---------- Supplied material

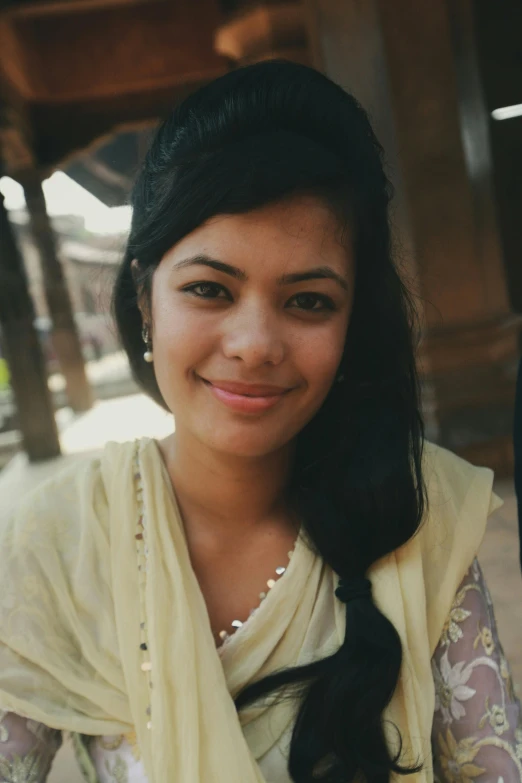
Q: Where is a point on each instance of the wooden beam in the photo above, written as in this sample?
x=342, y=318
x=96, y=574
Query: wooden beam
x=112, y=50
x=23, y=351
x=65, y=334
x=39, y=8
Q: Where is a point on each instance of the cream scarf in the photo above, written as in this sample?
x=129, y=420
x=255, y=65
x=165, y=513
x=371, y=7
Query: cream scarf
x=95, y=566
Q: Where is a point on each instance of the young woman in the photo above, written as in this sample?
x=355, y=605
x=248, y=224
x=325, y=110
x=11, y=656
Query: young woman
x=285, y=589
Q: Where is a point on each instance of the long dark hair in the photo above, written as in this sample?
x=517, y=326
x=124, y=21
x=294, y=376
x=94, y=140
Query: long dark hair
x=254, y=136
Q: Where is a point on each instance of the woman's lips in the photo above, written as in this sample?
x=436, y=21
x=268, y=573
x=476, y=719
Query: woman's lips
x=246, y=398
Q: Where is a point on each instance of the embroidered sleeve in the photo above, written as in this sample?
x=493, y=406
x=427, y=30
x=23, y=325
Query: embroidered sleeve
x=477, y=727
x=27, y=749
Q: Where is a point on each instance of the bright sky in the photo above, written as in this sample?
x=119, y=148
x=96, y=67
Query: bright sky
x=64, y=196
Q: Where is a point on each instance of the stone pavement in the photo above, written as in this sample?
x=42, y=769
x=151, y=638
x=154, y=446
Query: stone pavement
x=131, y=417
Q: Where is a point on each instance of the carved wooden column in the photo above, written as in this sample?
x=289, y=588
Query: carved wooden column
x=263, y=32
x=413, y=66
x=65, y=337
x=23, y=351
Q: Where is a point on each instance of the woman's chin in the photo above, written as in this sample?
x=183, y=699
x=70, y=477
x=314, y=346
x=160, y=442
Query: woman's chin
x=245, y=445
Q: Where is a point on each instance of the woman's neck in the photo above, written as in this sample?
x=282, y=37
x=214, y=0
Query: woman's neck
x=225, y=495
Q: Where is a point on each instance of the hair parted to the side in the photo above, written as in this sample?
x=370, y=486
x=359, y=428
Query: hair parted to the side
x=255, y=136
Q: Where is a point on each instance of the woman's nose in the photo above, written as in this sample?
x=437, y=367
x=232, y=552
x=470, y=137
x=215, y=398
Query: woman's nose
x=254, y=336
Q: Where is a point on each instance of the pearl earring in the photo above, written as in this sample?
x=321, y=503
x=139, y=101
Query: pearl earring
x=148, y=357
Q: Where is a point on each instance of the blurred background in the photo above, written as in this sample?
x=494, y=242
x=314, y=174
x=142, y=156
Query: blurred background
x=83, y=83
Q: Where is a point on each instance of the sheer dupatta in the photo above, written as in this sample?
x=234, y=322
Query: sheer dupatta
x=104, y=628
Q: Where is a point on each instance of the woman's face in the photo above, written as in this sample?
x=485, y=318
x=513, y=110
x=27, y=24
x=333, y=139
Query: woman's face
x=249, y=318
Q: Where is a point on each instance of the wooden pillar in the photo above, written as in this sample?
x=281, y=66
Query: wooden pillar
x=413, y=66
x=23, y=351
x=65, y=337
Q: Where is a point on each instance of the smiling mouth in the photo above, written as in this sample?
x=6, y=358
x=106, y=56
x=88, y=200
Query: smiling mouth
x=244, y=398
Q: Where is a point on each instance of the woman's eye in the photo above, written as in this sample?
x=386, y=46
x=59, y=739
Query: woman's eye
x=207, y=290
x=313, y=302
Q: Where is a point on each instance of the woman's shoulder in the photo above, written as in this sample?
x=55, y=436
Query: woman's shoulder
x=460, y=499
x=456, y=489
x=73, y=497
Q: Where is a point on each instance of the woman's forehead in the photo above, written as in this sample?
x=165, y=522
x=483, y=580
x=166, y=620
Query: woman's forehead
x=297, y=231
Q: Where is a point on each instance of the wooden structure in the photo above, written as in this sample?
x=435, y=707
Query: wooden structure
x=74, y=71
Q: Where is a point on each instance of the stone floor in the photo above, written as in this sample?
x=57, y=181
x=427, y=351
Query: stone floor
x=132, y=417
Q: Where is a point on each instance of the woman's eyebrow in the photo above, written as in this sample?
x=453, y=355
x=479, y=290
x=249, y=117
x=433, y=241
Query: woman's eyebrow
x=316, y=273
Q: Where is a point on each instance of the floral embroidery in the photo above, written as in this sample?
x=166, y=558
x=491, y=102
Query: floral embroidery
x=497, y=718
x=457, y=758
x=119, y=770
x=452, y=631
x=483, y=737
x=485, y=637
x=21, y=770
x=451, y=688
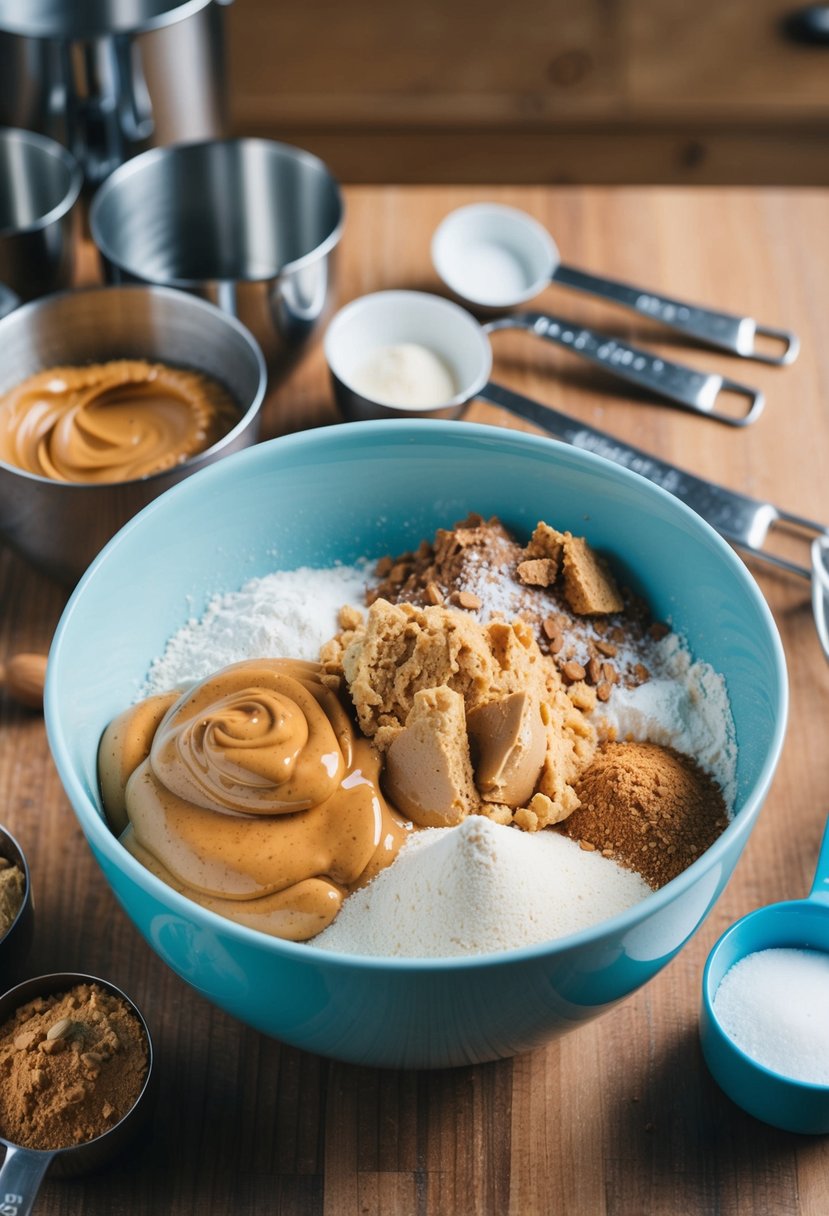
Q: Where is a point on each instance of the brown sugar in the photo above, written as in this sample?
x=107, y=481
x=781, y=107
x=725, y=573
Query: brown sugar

--------------------

_Problem_. Reproduce every row above verbatim, leaving out the pictures.

_Written response_.
Q: Where is a point on each instance of the wooden beam in the photo above, written as in this sample?
x=342, y=318
x=96, y=574
Query: wooden beam
x=112, y=50
x=23, y=351
x=65, y=334
x=39, y=8
Q: Where is a point on each instance of the cream scarf in the photo above, written as in this sample?
x=129, y=420
x=255, y=65
x=165, y=513
x=371, y=7
Query: cream scarf
x=95, y=566
Q: Where is a point on each instance of the young woman in the photo above, written as in this sample?
x=355, y=605
x=248, y=224
x=325, y=110
x=11, y=656
Query: young woman
x=285, y=589
Q: Where is a point on each instance of the long dark hair in the photo above, written as in this sample?
x=517, y=326
x=124, y=21
x=294, y=376
x=94, y=140
Query: long dark hair
x=254, y=136
Q: Where is a point on each instance of the woman's lips in the photo above, written as in this sample?
x=436, y=21
x=268, y=573
x=476, y=719
Query: woman's lips
x=246, y=398
Q: Where is a point on each instance of the embroidered sleeve in the photo above, written as in this sample?
x=493, y=406
x=427, y=30
x=23, y=325
Query: embroidered sleeve
x=477, y=727
x=27, y=749
Q: Where is a point on each instance of the bright sky in the photo above, written as in this sample?
x=119, y=148
x=96, y=67
Query: bright sky
x=64, y=196
Q: Where is a point on each instance of the stone pavement in the photo above, written as in this sample?
x=42, y=769
x=151, y=638
x=154, y=446
Query: stone pavement
x=131, y=417
Q: Where is a point on each instance of the carved wooden column in the photo above, written as in this sample?
x=289, y=588
Query: carved wooden column
x=263, y=32
x=413, y=66
x=65, y=337
x=23, y=351
Q: Where is a point on each instance of the woman's chin in the photo above, written as in this sample?
x=183, y=699
x=70, y=477
x=314, y=346
x=160, y=442
Query: woman's chin
x=245, y=445
Q: Where is a point on each instance of the woman's neck in the photo above, written as in this sample?
x=282, y=37
x=214, y=0
Query: woman's neck
x=225, y=495
Q: Where is a point on each instance of the hair parted to the side in the photo above, written as in this sample?
x=370, y=486
x=359, y=428
Query: hair parted to the side
x=255, y=136
Q: Where is a point on each instance of the woman's nose in the photo above, written as in this sample?
x=437, y=367
x=232, y=552
x=470, y=137
x=215, y=398
Query: woman's nose
x=254, y=336
Q: Where is a point on each instance of the pearl earring in the photo above, written as in this sample?
x=321, y=503
x=139, y=101
Query: pearl earring
x=148, y=357
Q: Where is a point on each instance of the blurred background in the photo above, written as in this sample?
x=494, y=242
x=314, y=174
x=142, y=156
Query: blurred background
x=83, y=83
Q: Where is a point on each instance of the sheer dupatta in the photo above, written as in this sample?
x=234, y=322
Query: sheer dupatta
x=104, y=628
Q: Where is a point on each instance of the woman's face in the photo above, written as in this sample?
x=485, y=318
x=513, y=110
x=27, y=24
x=333, y=139
Query: woman's face
x=249, y=318
Q: Where is a point on each instance of the wooden pillar in the photo above, written as in this sample?
x=281, y=66
Query: wooden pillar
x=413, y=66
x=23, y=351
x=65, y=337
Q: Where is a point on each instance of the smiling mouth in the photo above, written as in this sample?
x=6, y=358
x=106, y=56
x=88, y=200
Query: smiling mouth
x=244, y=398
Q: Where is a point on each instance of the woman's eye in the photo above, written as in this sample?
x=386, y=46
x=59, y=739
Query: woman's eye
x=207, y=290
x=313, y=302
Q: Where is a point on each instance of the woman's shoulder in the photo above, written as in this sample?
x=55, y=436
Query: woman's shoulder
x=460, y=499
x=456, y=489
x=73, y=497
Q: Where is a point on each instance of the woman's forehead in the photo above, written as in this sample?
x=165, y=522
x=483, y=580
x=166, y=620
Query: woman's forehead
x=297, y=231
Q: Where is a point on each instance of the wooden structure in the photo above, written as in this sample?
x=435, y=707
Query: wooden structure
x=74, y=71
Q: Where is a point on each instance of the stone floor in the photo above, written as in this sample?
x=57, y=181
x=427, y=351
Query: stone floor
x=132, y=417
Q: Where is a point on each instance of the woman's eyebrow in the photo above, written as in this sample?
x=453, y=355
x=479, y=290
x=249, y=117
x=433, y=241
Query: woman's eyebrow
x=316, y=273
Q: Where is a point on each instance of the floral embroidery in the photo above, written as in this sample?
x=166, y=558
x=491, y=102
Query: floral embroidery
x=497, y=718
x=457, y=758
x=119, y=770
x=452, y=631
x=483, y=737
x=485, y=637
x=21, y=770
x=451, y=688
Q: Where is a point on each instance of the brown sugar in the photo above, written as in this sample?
x=107, y=481
x=781, y=107
x=725, y=573
Query: brown sugar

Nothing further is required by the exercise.